**Stored data entries:**
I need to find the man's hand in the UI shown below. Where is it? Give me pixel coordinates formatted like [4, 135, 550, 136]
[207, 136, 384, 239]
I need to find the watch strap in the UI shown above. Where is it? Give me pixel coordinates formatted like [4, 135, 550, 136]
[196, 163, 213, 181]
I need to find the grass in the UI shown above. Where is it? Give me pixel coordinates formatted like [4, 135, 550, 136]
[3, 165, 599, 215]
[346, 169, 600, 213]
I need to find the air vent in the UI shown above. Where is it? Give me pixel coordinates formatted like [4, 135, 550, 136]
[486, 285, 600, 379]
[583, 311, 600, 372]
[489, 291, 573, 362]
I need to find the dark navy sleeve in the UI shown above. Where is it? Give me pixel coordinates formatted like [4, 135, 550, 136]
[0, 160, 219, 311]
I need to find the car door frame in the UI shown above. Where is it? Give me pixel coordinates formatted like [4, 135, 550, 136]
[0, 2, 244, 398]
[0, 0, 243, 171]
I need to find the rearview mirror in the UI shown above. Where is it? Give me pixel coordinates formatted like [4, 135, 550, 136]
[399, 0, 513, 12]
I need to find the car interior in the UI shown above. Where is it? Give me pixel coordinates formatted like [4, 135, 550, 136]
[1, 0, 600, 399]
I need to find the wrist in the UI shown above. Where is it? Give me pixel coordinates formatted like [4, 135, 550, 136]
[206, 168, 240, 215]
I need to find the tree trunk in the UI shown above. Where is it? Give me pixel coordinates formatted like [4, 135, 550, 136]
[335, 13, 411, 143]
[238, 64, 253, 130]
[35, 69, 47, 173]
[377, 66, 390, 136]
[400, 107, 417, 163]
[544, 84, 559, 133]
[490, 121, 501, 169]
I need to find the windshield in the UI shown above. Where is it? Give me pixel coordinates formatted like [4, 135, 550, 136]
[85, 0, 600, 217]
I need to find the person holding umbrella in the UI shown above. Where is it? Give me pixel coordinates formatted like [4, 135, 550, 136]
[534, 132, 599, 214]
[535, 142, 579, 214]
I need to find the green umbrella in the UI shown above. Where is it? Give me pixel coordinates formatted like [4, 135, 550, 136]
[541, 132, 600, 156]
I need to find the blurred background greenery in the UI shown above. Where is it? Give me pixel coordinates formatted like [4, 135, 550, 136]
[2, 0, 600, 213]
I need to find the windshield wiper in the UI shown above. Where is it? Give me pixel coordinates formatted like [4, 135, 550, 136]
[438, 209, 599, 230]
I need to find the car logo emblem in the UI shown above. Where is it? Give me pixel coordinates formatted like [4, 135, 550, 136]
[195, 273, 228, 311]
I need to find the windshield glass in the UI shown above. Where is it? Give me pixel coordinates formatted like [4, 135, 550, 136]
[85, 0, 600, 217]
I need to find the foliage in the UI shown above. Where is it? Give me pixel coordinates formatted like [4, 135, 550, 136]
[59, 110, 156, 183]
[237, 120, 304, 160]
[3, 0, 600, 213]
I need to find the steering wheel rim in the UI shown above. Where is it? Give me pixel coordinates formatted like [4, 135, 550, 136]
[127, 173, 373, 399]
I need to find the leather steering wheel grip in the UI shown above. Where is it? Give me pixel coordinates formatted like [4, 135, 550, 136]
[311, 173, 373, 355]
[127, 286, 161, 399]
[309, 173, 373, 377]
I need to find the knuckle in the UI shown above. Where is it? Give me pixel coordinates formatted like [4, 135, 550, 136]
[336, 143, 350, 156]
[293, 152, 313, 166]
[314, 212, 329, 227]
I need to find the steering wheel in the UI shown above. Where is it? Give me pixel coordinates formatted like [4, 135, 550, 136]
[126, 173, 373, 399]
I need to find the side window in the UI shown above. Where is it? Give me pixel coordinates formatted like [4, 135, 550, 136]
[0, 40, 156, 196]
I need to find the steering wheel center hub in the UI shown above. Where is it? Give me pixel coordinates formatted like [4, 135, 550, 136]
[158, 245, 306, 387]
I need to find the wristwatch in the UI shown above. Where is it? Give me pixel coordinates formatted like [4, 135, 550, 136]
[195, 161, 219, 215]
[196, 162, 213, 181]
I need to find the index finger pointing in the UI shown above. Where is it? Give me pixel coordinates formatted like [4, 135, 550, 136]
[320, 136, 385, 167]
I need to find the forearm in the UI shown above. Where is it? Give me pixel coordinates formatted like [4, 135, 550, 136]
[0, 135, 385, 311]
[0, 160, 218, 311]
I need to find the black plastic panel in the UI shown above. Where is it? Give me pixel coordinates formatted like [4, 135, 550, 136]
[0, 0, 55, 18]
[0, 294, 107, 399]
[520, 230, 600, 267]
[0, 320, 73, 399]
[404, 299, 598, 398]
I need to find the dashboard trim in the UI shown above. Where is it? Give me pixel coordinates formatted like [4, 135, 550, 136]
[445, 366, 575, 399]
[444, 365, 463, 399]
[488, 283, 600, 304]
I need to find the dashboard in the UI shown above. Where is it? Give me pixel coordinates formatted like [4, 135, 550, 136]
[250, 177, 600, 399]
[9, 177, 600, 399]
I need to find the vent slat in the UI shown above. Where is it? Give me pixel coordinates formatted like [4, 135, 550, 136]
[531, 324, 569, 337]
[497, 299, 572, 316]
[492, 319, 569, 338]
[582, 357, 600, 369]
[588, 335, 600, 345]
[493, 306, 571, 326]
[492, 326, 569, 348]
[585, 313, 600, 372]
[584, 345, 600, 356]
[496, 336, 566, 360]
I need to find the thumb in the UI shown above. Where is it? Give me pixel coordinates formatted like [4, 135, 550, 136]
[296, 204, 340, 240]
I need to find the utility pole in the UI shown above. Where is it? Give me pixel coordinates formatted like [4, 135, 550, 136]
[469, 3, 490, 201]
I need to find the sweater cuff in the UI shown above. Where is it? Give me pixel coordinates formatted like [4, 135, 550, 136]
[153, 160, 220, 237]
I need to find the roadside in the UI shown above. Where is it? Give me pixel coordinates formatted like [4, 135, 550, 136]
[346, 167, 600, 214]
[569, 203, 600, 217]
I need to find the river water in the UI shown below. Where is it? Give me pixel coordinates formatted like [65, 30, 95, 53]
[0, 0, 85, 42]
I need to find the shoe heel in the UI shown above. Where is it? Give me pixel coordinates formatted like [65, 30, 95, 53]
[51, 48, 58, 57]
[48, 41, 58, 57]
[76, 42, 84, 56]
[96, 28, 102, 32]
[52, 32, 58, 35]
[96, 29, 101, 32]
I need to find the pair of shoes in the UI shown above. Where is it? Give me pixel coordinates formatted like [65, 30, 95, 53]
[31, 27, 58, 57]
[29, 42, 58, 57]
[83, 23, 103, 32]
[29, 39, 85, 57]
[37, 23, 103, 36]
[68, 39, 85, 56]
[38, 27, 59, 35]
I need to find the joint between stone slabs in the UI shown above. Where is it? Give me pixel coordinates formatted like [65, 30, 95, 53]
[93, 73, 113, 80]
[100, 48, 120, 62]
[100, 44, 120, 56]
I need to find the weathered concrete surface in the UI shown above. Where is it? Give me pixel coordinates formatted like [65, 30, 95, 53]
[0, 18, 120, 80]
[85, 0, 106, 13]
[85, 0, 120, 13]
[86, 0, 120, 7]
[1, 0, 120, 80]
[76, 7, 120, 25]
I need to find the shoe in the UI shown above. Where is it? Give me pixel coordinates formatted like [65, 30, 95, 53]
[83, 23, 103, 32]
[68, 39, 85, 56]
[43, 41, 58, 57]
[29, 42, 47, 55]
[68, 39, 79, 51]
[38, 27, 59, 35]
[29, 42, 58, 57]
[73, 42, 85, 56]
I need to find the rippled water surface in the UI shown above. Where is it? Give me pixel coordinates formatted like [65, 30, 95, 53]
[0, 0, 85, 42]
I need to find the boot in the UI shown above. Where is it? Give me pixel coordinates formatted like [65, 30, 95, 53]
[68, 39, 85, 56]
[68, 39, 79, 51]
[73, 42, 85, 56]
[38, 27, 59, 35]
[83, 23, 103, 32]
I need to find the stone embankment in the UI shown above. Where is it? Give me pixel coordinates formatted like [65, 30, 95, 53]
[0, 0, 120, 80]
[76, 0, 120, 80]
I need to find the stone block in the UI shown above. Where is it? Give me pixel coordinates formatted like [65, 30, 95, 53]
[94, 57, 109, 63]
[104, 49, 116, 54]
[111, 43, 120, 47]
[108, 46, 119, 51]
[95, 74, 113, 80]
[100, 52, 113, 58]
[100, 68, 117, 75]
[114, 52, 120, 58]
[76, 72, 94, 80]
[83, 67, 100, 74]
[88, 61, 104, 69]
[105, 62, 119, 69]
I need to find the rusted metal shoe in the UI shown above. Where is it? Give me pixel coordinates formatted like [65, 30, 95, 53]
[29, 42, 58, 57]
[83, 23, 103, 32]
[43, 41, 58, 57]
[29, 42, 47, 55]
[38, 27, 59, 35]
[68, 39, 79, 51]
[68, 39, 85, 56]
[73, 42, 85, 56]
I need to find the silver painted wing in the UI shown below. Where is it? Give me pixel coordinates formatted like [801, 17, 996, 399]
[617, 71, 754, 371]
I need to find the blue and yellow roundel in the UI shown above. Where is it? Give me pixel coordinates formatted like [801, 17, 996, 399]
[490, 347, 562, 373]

**Assignment:** Return every line from the one holding "I need to find the rusted" through the end of the data, exactly as it appears, with both ends kept and nothing else.

**Output for this task:**
I need to find the rusted metal shoe in the UI shown above. Where is it? Give me pixel coordinates formatted like [65, 30, 95, 53]
[29, 42, 58, 57]
[83, 23, 103, 32]
[43, 41, 58, 57]
[29, 42, 47, 55]
[38, 27, 59, 35]
[68, 39, 79, 51]
[68, 39, 85, 56]
[73, 42, 85, 56]
I need to find the silver painted wing in the UI shown below. Where is it? Give me pixel coordinates formatted like [801, 17, 996, 399]
[617, 71, 754, 371]
I need to find the blue and yellow roundel in the UI shown above. Where is it? Give me pixel coordinates formatted like [801, 17, 996, 399]
[490, 347, 562, 373]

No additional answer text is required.